• _Exercise objective_
Answer these questions from the article about Falls Prevention Awareness Day below:
(a) How old is Richard Wall?
(b) At which clinic did Wall undergo physical and occupational therapy?
(c) What did Busby-Whitehead name as the most common and most treatable cause of falling?

UNC Hospitals officials celebrated the first day of the fall season by warning against a different kind of fall.
Falls Prevention Awareness Day, held Friday, aimed to highlight the risk factors for falling amongst the elderly.
Richard Wall, 67, showcased his renewed sense of balance at the Falls Awareness Fair, joking while standing on one foot that he wouldn’t fall.
After falling in his apartment last April, Wall underwent several sessions of physical and occupational therapy at the UNC’s Geriatric Specialty Clinic.
“All those commercials with, ‘Help, I’ve fallen and I can’t get up,’ — trust me, they are true,” he said.
“I crashed down on the floor. Very fortunately, I had my cell phone with me, and I could call the ambulance and a friend,” he said.
Dr. Jan Busby-Whitehead, director of the UNC Center for Aging and Health, said people aged 65 and older living alone are 30 to 40 percent more likely to fall. That likelihood increases to 50 percent when the elderly move to long-term care facilities.
Busby-Whitehead said there are multiple risk factors that lead to falls, including memory loss, cognitive impairment, vision loss and medical conditions like diabetes that can result in a loss of feeling in the legs and feet.
But the most common and most treatable cause of falling, she said, is medication.

• _Given entries_

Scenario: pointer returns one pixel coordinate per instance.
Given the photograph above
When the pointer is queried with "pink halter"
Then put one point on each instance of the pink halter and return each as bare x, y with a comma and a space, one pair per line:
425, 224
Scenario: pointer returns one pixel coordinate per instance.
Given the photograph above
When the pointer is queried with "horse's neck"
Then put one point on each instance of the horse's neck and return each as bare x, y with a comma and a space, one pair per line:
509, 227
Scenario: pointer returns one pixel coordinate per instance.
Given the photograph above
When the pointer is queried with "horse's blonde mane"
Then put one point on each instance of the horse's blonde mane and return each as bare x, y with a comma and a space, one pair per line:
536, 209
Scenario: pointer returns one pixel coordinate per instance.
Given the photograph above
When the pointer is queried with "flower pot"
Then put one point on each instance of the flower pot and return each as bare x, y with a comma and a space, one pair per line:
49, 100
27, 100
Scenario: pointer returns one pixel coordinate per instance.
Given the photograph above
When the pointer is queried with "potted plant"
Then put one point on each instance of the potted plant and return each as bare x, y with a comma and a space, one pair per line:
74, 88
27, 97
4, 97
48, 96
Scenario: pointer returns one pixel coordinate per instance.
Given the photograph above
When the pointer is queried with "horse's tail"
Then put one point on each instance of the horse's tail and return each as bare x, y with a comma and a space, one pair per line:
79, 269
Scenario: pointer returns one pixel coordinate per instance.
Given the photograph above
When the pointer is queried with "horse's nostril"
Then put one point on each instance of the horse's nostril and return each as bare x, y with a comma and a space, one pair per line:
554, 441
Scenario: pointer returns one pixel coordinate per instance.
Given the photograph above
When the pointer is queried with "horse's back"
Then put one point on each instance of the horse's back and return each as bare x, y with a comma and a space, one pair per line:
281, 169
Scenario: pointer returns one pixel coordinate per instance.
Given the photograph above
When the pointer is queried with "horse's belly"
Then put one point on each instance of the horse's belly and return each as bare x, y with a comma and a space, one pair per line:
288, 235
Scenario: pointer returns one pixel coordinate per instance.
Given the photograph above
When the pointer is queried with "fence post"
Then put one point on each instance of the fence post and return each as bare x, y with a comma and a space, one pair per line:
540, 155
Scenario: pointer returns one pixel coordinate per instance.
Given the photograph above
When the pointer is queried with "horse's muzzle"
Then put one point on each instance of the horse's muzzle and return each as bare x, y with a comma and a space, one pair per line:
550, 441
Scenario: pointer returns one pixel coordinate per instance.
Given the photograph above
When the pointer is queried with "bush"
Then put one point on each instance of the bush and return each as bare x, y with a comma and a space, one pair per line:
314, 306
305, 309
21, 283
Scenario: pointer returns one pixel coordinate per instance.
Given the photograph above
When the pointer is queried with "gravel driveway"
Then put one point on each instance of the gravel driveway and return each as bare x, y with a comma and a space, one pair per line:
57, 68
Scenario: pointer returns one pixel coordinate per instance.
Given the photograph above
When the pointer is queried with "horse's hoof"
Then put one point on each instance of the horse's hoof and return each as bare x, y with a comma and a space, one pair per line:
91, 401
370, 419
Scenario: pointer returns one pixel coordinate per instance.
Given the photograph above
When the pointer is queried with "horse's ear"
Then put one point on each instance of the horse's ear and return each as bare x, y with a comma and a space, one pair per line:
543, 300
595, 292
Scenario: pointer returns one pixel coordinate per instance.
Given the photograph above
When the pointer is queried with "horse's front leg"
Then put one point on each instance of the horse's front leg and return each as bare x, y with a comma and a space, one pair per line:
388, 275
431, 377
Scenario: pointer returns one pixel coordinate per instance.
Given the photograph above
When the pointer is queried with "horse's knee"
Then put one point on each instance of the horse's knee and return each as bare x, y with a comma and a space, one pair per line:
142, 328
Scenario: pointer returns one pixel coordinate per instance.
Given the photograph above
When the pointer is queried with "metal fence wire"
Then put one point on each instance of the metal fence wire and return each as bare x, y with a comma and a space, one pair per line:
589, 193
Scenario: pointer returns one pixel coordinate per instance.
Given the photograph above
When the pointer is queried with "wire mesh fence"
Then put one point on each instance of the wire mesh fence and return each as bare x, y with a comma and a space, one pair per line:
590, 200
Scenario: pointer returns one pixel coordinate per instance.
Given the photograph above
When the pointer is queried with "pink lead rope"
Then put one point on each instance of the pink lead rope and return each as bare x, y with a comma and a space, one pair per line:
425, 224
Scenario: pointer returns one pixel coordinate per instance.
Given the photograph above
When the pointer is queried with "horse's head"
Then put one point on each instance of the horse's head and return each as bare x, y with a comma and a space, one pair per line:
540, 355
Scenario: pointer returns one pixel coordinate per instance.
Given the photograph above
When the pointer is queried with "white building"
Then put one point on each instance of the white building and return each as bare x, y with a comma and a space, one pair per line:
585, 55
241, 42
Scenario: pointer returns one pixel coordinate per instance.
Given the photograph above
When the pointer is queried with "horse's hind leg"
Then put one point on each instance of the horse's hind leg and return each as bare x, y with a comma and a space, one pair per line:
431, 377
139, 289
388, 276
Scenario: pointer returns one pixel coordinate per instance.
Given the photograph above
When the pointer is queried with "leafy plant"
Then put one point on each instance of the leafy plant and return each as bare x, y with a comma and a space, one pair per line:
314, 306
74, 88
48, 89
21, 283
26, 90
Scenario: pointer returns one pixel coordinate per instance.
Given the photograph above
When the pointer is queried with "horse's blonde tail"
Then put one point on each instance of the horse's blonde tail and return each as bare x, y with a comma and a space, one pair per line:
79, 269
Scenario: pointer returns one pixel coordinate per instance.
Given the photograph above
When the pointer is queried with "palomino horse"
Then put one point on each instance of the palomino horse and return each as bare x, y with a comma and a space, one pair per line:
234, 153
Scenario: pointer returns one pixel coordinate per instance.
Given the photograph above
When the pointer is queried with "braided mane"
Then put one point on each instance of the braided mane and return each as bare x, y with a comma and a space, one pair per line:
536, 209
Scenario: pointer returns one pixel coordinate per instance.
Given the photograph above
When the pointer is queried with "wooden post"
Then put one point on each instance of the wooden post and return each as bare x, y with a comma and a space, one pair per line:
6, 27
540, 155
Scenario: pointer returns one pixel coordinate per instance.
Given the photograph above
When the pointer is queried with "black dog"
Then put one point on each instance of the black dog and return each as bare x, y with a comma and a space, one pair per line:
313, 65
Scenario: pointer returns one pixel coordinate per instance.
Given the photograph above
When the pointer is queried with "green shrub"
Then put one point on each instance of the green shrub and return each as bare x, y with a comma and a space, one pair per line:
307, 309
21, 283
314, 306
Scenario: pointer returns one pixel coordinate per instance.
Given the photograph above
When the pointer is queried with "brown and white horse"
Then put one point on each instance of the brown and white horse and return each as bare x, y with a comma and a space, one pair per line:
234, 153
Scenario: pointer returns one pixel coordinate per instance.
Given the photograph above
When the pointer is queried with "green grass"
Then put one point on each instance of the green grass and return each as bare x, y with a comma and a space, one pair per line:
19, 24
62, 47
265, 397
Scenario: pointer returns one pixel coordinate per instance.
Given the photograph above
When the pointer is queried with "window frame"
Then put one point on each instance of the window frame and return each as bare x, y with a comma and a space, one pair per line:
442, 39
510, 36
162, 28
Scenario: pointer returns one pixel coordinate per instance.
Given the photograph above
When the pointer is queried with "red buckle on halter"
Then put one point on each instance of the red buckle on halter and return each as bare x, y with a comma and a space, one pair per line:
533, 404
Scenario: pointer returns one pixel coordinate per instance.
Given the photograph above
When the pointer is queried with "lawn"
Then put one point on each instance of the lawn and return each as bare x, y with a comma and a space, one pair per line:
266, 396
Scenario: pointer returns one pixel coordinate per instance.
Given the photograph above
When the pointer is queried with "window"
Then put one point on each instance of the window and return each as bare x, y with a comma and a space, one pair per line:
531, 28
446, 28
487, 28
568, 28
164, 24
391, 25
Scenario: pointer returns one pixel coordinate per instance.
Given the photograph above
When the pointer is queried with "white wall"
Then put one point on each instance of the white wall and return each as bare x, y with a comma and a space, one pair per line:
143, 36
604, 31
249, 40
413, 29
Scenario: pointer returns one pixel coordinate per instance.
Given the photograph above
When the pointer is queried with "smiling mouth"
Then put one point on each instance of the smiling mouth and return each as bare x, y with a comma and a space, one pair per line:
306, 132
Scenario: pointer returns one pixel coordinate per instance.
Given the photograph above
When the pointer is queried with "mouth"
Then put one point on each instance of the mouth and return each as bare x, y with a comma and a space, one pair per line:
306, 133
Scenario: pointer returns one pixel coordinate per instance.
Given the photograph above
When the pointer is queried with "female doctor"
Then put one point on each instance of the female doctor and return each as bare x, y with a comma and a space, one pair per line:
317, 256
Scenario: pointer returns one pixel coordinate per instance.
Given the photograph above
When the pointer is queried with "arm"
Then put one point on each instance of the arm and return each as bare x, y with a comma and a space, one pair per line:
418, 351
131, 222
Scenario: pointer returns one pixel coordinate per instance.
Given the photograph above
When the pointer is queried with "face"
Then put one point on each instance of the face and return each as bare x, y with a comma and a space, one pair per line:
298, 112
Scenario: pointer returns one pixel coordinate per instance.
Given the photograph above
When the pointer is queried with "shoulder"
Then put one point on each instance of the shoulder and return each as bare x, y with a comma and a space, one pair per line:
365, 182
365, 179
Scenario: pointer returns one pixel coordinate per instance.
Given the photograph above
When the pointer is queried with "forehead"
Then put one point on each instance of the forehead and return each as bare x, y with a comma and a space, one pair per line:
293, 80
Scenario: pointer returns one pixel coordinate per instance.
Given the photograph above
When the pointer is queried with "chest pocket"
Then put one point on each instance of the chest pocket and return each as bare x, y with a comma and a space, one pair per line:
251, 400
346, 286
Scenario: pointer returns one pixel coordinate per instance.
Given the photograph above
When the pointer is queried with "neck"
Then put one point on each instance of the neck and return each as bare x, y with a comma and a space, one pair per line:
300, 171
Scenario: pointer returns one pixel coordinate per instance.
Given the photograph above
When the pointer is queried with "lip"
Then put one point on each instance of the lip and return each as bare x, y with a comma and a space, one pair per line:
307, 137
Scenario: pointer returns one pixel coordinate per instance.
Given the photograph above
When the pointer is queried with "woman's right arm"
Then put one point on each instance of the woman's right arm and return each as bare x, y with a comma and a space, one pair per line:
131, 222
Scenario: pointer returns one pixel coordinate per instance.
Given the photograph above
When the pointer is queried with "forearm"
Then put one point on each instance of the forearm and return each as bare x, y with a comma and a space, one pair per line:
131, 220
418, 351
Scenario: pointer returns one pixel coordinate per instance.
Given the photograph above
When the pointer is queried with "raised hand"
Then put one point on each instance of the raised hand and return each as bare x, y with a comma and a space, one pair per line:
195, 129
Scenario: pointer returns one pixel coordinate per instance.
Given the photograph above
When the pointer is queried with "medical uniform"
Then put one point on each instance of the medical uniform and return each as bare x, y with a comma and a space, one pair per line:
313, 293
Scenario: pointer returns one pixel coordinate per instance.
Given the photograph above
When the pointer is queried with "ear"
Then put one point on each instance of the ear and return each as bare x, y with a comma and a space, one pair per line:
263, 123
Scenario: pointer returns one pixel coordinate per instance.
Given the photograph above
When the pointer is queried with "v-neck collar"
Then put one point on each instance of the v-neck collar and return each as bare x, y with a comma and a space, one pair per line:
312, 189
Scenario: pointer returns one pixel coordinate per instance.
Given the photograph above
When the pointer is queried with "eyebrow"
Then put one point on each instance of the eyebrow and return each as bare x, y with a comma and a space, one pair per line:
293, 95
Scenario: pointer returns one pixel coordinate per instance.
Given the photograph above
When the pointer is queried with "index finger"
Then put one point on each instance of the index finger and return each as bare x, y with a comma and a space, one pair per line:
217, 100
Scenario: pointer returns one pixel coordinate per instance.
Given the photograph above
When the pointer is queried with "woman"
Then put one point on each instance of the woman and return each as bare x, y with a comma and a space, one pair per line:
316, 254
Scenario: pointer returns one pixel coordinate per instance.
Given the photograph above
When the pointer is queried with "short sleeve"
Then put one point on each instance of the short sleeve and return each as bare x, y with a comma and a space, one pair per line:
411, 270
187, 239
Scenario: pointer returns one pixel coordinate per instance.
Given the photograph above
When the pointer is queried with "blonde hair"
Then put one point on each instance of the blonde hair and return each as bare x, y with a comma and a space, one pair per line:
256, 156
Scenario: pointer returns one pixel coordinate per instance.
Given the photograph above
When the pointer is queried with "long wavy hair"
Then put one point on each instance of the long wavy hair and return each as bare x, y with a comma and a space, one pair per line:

• _Response_
(a) 67
(b) UNC's Geriatric Specialty Clinic
(c) Medication